> _Task description_
Convert the items below, from their first line through the line containing "Prompt: pit wall" (that line included), into a JSON list of strings with one string per line and no blank lines.

-*-*-

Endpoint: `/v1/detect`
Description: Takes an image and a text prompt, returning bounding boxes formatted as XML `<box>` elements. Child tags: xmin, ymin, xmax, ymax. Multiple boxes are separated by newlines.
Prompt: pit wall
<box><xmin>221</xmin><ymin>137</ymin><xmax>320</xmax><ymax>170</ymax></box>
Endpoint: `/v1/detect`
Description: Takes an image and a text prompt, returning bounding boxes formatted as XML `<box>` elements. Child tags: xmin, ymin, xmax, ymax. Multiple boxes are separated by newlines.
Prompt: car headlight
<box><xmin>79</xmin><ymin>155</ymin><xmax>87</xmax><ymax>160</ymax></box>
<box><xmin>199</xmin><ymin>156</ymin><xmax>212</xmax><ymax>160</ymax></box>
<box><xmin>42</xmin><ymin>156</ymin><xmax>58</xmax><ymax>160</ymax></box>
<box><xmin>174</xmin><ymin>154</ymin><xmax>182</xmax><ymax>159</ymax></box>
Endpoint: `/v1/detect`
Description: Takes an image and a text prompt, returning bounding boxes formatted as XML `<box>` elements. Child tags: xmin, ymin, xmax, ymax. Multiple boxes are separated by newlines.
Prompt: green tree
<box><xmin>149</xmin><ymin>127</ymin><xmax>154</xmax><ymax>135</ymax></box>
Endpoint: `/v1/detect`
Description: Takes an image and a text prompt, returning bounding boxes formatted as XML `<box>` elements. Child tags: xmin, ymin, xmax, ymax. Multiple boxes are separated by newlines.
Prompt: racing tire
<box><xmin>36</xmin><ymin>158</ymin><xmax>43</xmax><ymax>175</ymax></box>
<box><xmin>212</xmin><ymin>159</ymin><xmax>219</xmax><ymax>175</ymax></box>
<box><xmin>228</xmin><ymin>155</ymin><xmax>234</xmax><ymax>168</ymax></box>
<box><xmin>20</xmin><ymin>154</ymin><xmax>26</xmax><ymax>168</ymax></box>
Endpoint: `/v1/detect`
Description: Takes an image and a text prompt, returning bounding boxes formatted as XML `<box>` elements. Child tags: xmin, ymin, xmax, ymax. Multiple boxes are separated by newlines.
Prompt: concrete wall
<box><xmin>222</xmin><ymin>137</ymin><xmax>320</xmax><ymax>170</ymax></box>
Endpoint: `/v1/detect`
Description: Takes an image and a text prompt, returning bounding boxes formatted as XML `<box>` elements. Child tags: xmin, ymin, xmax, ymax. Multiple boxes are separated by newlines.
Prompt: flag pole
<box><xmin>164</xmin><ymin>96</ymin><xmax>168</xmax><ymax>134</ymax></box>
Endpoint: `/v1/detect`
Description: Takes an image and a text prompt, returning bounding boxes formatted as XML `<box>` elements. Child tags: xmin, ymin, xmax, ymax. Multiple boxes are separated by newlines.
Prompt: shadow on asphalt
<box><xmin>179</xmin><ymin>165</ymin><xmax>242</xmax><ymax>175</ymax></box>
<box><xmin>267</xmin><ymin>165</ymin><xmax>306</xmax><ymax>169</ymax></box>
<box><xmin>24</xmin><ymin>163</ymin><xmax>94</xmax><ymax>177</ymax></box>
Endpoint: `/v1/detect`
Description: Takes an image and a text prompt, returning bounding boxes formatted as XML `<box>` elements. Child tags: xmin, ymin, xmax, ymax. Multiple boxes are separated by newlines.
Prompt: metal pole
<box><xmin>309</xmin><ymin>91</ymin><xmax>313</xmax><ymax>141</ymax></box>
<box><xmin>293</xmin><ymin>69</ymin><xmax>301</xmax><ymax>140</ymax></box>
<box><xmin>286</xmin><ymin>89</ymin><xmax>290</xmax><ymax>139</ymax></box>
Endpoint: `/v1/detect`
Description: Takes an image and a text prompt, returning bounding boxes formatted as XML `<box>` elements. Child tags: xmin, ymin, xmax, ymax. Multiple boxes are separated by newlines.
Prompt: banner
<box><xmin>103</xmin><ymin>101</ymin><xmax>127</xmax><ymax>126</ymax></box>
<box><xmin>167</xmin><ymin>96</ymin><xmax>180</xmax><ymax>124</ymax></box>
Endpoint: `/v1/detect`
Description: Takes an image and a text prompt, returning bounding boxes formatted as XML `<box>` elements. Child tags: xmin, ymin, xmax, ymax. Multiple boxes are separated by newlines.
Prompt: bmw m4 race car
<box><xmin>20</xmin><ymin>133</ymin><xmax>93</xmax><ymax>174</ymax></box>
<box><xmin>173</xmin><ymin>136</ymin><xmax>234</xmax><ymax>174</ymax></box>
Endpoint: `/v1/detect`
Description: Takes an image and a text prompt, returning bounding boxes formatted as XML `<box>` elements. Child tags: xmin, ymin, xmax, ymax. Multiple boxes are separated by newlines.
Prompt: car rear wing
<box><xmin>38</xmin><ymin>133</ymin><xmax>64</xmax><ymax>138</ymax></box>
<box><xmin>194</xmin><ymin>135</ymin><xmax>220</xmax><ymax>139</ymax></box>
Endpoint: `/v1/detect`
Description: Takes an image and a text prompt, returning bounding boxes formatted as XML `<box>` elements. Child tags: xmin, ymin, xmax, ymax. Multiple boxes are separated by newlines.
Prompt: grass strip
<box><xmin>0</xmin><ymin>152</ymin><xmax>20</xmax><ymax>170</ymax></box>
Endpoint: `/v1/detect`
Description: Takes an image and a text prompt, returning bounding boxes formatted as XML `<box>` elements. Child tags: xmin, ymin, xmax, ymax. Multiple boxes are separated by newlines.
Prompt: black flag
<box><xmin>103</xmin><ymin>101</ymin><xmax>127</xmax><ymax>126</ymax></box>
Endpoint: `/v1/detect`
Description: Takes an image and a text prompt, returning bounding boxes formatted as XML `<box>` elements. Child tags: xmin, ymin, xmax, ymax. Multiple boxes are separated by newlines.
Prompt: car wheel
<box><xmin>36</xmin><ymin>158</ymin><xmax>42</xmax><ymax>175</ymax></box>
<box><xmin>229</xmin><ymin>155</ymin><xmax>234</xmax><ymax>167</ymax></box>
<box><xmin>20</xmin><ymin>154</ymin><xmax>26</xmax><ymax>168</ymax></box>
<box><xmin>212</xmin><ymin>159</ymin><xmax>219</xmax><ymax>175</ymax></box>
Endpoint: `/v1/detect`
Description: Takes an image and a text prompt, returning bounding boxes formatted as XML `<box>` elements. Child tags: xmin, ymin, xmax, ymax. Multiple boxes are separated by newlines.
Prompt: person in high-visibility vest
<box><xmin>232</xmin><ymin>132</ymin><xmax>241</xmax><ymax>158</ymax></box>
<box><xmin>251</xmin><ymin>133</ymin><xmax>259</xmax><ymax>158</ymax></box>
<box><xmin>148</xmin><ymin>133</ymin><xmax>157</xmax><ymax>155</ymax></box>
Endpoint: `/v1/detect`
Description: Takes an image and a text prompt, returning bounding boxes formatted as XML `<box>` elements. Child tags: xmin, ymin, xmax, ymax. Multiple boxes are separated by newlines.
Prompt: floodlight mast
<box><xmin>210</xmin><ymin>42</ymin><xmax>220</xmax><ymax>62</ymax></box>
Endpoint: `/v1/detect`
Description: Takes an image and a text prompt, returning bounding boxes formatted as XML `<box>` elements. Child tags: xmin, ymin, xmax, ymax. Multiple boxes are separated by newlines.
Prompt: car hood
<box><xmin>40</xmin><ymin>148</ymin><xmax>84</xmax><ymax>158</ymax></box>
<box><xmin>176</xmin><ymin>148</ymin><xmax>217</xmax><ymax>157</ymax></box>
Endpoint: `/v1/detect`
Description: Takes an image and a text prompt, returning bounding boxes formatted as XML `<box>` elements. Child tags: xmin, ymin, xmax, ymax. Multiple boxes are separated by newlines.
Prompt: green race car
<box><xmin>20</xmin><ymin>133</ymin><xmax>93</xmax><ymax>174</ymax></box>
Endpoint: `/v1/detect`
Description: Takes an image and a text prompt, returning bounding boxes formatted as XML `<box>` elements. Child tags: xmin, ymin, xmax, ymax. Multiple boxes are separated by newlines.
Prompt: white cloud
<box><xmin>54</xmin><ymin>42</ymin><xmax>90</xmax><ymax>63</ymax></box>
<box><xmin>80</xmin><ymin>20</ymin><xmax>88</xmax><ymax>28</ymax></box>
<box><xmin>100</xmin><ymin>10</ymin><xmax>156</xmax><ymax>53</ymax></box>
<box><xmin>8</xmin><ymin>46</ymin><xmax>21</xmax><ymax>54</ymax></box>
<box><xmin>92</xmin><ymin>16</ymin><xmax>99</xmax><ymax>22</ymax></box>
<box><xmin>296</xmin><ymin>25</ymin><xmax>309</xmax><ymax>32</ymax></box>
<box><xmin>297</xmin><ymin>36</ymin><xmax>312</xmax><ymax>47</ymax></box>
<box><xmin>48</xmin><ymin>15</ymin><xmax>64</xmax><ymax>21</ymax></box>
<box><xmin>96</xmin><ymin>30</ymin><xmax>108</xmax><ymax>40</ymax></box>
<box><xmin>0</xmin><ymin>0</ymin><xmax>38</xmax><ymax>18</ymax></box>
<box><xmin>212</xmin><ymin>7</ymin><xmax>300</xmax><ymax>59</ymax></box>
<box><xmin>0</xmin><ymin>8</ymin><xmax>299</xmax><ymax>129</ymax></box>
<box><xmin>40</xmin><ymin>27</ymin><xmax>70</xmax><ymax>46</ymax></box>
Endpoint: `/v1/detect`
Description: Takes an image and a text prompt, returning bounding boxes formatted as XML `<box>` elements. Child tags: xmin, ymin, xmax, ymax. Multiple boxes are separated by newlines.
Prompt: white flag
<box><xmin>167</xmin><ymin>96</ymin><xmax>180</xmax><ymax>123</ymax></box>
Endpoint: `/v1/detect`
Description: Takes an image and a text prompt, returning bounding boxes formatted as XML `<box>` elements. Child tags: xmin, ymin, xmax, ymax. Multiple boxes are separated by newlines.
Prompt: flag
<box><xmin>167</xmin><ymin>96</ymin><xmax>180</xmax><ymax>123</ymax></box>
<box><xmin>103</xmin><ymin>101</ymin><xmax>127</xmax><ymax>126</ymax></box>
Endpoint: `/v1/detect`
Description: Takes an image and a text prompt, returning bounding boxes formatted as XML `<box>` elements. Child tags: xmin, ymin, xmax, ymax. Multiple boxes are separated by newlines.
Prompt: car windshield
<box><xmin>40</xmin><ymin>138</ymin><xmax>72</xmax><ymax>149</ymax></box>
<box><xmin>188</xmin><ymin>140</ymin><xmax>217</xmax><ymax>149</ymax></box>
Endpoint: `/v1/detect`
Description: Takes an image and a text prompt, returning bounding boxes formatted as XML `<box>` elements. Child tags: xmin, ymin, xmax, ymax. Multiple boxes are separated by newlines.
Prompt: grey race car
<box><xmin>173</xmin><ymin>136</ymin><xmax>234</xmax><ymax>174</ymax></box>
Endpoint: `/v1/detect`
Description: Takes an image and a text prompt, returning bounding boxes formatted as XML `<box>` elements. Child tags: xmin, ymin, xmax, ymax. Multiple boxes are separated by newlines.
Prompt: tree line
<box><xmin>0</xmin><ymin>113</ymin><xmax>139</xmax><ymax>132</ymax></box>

-*-*-

> _Solution to this exercise_
[
  "Endpoint: `/v1/detect`",
  "Description: Takes an image and a text prompt, returning bounding boxes formatted as XML `<box>` elements. Child tags: xmin, ymin, xmax, ymax. Multiple boxes are separated by newlines.",
  "Prompt: pit wall"
]